_Data for this task_:
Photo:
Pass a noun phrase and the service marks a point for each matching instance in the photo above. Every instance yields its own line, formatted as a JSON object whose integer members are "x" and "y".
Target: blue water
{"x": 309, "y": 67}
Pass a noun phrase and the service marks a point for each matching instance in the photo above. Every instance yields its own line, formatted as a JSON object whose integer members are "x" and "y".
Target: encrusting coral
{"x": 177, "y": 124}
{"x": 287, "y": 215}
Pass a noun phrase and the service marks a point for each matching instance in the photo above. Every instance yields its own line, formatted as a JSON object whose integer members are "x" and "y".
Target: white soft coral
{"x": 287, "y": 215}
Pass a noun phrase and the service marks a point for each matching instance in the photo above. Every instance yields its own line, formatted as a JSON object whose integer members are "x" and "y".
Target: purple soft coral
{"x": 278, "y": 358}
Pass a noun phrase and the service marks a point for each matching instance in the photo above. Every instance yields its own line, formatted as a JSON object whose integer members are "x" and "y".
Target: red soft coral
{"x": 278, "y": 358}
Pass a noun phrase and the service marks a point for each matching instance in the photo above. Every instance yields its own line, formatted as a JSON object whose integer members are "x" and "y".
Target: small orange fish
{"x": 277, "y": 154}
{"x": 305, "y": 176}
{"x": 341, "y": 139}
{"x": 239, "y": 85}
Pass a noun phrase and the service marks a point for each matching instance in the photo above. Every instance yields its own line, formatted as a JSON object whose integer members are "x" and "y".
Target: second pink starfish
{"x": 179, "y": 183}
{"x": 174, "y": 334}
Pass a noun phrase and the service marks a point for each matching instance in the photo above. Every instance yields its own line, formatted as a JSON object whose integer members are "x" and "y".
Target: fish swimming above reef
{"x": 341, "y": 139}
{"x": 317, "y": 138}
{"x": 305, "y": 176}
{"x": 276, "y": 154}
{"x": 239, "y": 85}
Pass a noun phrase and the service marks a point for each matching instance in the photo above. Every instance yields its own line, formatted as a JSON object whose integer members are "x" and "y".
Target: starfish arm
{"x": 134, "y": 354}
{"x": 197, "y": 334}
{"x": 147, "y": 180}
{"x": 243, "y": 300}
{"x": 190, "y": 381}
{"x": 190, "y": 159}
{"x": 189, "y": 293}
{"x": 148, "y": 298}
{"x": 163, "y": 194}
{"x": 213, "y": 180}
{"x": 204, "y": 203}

_Task to carry out_: Retype each of the records, word for word, with nothing added or dropped.

_Answer below_:
Photo:
Pass a noun phrase and the service marks a point for each matching instance in the photo above. Every instance yields its own line, formatted as a JSON object whose integer members are "x" and "y".
Target: blue water
{"x": 309, "y": 67}
Pass a noun phrase and the service marks a point for each matching instance in the photo above. Every instance yields its own line, formatted as a JSON object whose integer members are "x" and "y".
Target: encrusting coral
{"x": 177, "y": 124}
{"x": 287, "y": 215}
Pass a noun phrase and the service marks a point for each matching instance in the photo above. Every instance yields its own line, formatted as a JSON object whose integer members are "x" and "y".
Target: white soft coral
{"x": 287, "y": 215}
Pass a noun phrase and the service marks a point for each matching instance in the photo above. Every instance yields its own line, formatted as a JSON object whose integer members are "x" and "y".
Target: purple soft coral
{"x": 278, "y": 358}
Pass a noun phrase and the service marks a point for each matching instance in the photo above. Every instance yields its own line, formatted as a JSON object whose integer members are "x" and "y".
Target: red soft coral
{"x": 278, "y": 358}
Pass a noun phrase and the service marks a point for each matching instance in the photo above. Every instance yields its own line, formatted as a JSON object whose integer members are "x" and "y".
Target: small orange fish
{"x": 277, "y": 154}
{"x": 305, "y": 176}
{"x": 341, "y": 139}
{"x": 239, "y": 85}
Pass a noun phrase and the service marks a point for each matching instance in the photo above. Every instance yields its own line, formatted as a JSON object whose integer members are "x" and "y".
Target: second pink starfish
{"x": 179, "y": 183}
{"x": 174, "y": 334}
Pass a noun phrase and the service marks a point for each matching instance in the photo above. Every instance yields its own line, formatted as a JSON object whose integer members are "x" and "y".
Target: fish swimming above reef
{"x": 341, "y": 139}
{"x": 317, "y": 138}
{"x": 305, "y": 176}
{"x": 276, "y": 154}
{"x": 239, "y": 85}
Pass a noun phrase and the service marks a point for each matching instance in the photo above. Every instance yields its own line, formatted as a JSON object whose integer members are "x" and "y".
Target: starfish arm
{"x": 134, "y": 354}
{"x": 197, "y": 334}
{"x": 147, "y": 180}
{"x": 243, "y": 300}
{"x": 190, "y": 381}
{"x": 190, "y": 159}
{"x": 189, "y": 293}
{"x": 148, "y": 298}
{"x": 163, "y": 194}
{"x": 213, "y": 180}
{"x": 204, "y": 203}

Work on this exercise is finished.